SOURCE:
= = = =
The women in the novel possess strength and honesty. You refer to "all the honest blood of womanhood," (pg. 278) as a virtue that will help the women of America fight the war against slavery. When discussing the relationship between Cassy and Legree, you write, "the most brutal man cannot live in constant association with a strong female influence, and not be greatly controlled by it." (pg. 348) With this comment, you infer that the women of America are strong and hold great influence over their husbands. While I would rather you state that women themselves have the power to take action, I understand your logic in urging these women to use their influence over their powerful husbands to change the course of slavery. Even though they will then rely on help from their husbands, these women are still devoted to a good and just cause.

However, you also demonstrate your belief that women are highly capable of creating change themselves. Of Mrs. Shelby you write, "though her husband had stated she was a woman, she had a clear, energetic, practical mind, and a force of character every way superior to that of her husband" (pg. 220). You call women to action by stating that, "Had his wife been a whole woman, she might yet have done something as woman can to mend the broken threads of life," (pg. 133). You obviously have great faith that women are the backbone of America and you want them to take charge of the fight against slavery. "South as well as north, there are women who have an extraordinary talent for command, and tact in educating. Such are enabled, with apparent ease, and without severity, to subject to their will, and bring into harmonious and systematic order, the various members of their small estate, - to regulate their peculiarities, and so balance and compensate the deficiencies of one by the excess of another, as to produce a harmonious and orderly system." (pg. 178)
= = = =
Collected data
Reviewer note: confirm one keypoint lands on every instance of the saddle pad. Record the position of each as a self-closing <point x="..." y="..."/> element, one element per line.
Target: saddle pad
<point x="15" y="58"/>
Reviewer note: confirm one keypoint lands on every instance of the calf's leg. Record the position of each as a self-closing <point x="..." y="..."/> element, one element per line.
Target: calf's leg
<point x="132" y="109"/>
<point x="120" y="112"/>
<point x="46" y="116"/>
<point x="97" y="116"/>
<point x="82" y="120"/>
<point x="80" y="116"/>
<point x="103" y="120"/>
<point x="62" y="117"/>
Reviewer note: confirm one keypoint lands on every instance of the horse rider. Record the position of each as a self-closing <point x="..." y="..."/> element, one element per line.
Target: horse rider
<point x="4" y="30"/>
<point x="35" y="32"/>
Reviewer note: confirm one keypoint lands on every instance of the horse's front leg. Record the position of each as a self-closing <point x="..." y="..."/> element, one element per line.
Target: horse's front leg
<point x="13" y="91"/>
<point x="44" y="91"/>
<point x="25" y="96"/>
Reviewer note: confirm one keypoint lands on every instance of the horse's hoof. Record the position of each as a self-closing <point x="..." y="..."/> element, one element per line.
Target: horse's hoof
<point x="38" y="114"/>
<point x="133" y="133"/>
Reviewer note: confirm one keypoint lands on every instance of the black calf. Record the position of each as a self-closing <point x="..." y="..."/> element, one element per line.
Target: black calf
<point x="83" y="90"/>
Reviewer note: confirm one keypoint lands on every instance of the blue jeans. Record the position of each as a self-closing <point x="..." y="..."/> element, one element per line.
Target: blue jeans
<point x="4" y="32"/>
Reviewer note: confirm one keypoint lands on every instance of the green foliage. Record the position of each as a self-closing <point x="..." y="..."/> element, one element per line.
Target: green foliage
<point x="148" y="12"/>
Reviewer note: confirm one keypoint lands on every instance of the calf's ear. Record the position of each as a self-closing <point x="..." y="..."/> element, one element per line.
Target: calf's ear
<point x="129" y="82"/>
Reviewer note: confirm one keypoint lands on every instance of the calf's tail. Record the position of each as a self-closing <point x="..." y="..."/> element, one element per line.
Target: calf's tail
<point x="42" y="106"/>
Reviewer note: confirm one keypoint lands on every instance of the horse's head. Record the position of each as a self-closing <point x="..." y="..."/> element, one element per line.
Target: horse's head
= = = =
OBJECTIVE 1:
In the passage on women in the novel, what three qualities does the quoted description give Mrs. Shelby's mind?
OBJECTIVE 2:
Reproduce the rows exactly, everything from the line containing "the horse's head." down through the last line of the rows, both ends included.

WRITTEN REPLY 1:
Her mind is clear, energetic, and practical.

WRITTEN REPLY 2:
Reviewer note: confirm one keypoint lands on every instance of the horse's head. Record the position of each as a self-closing <point x="..." y="..."/> element, one element per line.
Target: horse's head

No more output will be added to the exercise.